What is needed » At the line that includes "If you could point to the grass", begin writing out the entries below exactly, and continue through the last line without adding anything.

↓↓↓

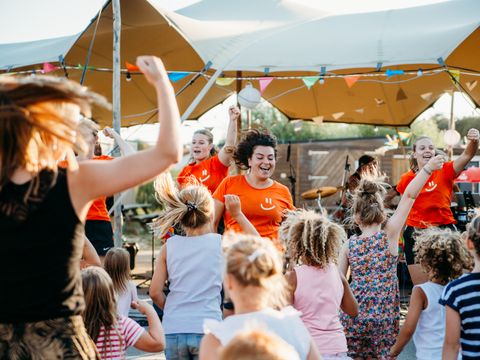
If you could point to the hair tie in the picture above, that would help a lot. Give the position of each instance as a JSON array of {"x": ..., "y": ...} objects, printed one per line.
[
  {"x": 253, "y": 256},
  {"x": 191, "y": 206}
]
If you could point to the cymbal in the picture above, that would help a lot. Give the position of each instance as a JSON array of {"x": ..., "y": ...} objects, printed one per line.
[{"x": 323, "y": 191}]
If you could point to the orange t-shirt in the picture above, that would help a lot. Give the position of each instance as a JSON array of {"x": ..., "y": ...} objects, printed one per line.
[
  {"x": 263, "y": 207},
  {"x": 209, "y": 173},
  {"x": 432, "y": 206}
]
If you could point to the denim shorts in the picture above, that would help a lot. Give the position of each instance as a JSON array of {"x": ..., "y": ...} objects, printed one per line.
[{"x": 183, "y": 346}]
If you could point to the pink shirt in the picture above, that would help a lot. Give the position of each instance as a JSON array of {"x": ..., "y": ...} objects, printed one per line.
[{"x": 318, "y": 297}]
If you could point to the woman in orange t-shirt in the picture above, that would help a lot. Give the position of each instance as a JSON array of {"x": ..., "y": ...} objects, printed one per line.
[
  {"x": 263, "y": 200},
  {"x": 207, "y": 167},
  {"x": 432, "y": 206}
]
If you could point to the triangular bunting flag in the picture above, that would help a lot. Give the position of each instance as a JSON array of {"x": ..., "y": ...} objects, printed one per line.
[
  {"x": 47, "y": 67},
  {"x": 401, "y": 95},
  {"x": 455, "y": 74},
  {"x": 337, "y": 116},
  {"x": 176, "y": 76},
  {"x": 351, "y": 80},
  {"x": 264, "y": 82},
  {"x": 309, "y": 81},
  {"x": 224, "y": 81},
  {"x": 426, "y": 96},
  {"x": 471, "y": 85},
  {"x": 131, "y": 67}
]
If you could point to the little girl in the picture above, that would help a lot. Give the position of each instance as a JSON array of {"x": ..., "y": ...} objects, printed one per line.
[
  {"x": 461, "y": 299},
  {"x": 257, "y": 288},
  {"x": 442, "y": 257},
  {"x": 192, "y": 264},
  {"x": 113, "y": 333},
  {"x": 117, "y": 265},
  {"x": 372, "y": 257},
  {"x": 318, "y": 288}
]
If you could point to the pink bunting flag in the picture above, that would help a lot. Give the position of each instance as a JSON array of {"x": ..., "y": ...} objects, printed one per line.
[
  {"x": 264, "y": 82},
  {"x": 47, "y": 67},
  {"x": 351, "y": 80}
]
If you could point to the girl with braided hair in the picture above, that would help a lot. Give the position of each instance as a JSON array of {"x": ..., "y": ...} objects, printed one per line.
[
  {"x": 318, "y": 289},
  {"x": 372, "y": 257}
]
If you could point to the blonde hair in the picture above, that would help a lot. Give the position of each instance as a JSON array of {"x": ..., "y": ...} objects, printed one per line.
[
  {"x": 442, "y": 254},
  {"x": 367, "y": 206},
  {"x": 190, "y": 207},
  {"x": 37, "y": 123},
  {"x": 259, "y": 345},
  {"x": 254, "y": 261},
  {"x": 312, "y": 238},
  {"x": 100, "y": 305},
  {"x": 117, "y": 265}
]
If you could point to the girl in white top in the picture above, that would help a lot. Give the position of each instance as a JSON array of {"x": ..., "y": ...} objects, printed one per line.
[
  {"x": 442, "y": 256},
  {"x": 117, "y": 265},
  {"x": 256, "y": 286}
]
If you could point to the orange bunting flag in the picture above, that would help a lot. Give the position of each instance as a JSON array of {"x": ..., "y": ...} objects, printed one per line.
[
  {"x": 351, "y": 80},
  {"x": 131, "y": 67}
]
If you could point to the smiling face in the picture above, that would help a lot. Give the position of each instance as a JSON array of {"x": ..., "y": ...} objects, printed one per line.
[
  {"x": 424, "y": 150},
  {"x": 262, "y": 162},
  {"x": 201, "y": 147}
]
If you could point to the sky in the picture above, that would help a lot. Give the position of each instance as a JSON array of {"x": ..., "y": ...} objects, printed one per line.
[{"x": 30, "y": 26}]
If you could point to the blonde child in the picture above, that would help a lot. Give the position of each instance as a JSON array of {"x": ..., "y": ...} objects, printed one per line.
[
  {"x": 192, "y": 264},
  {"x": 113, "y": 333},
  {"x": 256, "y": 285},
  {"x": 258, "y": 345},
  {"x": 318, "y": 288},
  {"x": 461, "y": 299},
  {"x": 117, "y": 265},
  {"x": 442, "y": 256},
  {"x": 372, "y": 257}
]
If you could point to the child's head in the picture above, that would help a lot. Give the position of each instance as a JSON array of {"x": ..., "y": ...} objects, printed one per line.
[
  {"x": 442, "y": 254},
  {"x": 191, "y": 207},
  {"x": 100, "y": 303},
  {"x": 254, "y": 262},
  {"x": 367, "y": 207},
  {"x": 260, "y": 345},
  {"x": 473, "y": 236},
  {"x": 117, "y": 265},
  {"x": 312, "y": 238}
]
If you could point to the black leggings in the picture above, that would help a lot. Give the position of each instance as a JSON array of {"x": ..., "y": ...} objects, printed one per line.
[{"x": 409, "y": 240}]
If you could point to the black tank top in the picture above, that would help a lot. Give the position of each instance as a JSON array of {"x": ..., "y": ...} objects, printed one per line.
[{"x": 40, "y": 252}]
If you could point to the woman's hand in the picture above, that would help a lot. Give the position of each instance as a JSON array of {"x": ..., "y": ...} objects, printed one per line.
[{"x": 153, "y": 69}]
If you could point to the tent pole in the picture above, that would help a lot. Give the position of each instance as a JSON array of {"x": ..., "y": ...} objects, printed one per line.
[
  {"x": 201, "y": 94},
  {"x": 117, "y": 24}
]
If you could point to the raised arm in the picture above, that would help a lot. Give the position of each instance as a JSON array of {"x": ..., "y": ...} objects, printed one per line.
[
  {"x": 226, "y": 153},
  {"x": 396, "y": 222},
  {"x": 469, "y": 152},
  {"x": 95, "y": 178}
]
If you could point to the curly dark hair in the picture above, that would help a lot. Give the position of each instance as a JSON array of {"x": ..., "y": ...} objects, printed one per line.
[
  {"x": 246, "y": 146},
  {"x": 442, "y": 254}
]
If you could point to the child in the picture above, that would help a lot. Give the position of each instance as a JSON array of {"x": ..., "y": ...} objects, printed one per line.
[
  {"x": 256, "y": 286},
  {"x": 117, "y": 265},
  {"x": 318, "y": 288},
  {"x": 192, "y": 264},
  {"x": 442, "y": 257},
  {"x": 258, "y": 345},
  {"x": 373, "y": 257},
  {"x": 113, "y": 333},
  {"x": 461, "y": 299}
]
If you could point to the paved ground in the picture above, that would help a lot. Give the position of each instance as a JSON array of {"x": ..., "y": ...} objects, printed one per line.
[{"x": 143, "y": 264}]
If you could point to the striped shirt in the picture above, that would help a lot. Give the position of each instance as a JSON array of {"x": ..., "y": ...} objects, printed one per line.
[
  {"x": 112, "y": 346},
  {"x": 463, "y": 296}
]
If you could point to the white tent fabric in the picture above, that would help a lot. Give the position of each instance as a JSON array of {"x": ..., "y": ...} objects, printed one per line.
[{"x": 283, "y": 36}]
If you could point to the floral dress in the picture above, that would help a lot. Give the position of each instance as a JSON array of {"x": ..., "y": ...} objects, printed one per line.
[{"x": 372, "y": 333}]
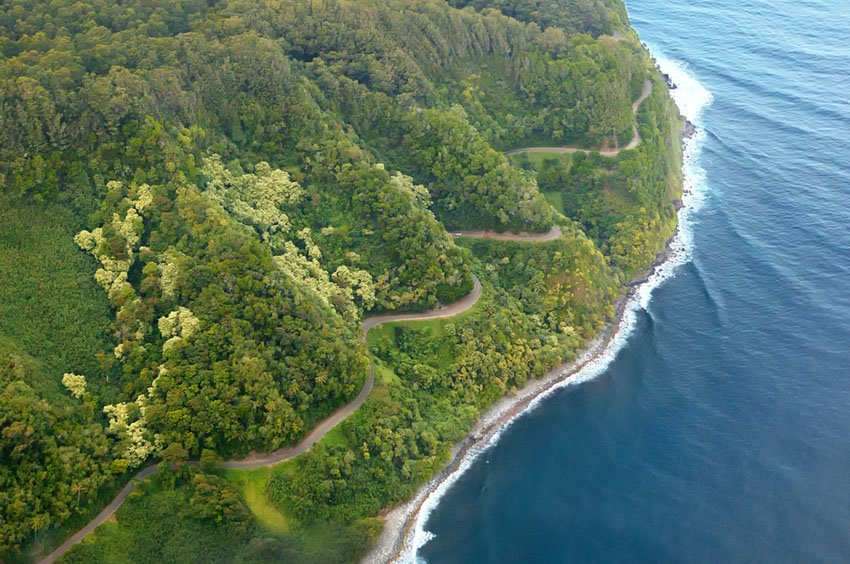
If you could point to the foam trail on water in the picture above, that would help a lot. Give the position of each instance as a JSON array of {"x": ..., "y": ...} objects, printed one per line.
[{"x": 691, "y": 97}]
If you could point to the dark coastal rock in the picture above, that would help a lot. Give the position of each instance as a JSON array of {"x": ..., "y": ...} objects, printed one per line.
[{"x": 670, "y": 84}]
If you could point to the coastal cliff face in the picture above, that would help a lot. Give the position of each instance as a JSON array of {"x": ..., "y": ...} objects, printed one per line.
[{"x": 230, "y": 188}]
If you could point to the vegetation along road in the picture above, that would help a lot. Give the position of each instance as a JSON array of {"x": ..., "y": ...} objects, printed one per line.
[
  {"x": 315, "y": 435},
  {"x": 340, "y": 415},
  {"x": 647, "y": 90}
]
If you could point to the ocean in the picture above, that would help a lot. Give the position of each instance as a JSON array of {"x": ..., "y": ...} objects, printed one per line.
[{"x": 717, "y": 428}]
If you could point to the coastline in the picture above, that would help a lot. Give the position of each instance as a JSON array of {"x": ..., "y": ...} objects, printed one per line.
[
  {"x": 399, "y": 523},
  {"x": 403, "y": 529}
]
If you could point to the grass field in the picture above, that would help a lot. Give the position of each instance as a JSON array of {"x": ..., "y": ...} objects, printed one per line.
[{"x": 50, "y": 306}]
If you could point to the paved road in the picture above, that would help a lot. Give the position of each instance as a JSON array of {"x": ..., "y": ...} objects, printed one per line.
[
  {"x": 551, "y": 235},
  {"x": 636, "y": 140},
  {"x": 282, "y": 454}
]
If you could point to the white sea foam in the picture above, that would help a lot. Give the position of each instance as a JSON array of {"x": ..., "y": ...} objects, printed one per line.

↑↑↑

Answer for this exercise »
If you could point to the grass field in the picture above, that would help a lot. Give the position of each instance as a JSON array of {"x": ..., "y": ...} objects, printed one per line.
[{"x": 50, "y": 306}]
If you could point to the paved road in the picture above, that would help a lot. Give the position of each instance as a JSON array of {"x": ..., "y": ...} objects, printed one per line.
[
  {"x": 551, "y": 235},
  {"x": 636, "y": 140},
  {"x": 282, "y": 454}
]
If you could point to the white sea foam in the picture above, that would help a lot. Give the position of each instance as a JSON array of {"x": ..., "y": ...} objects, printed one per line.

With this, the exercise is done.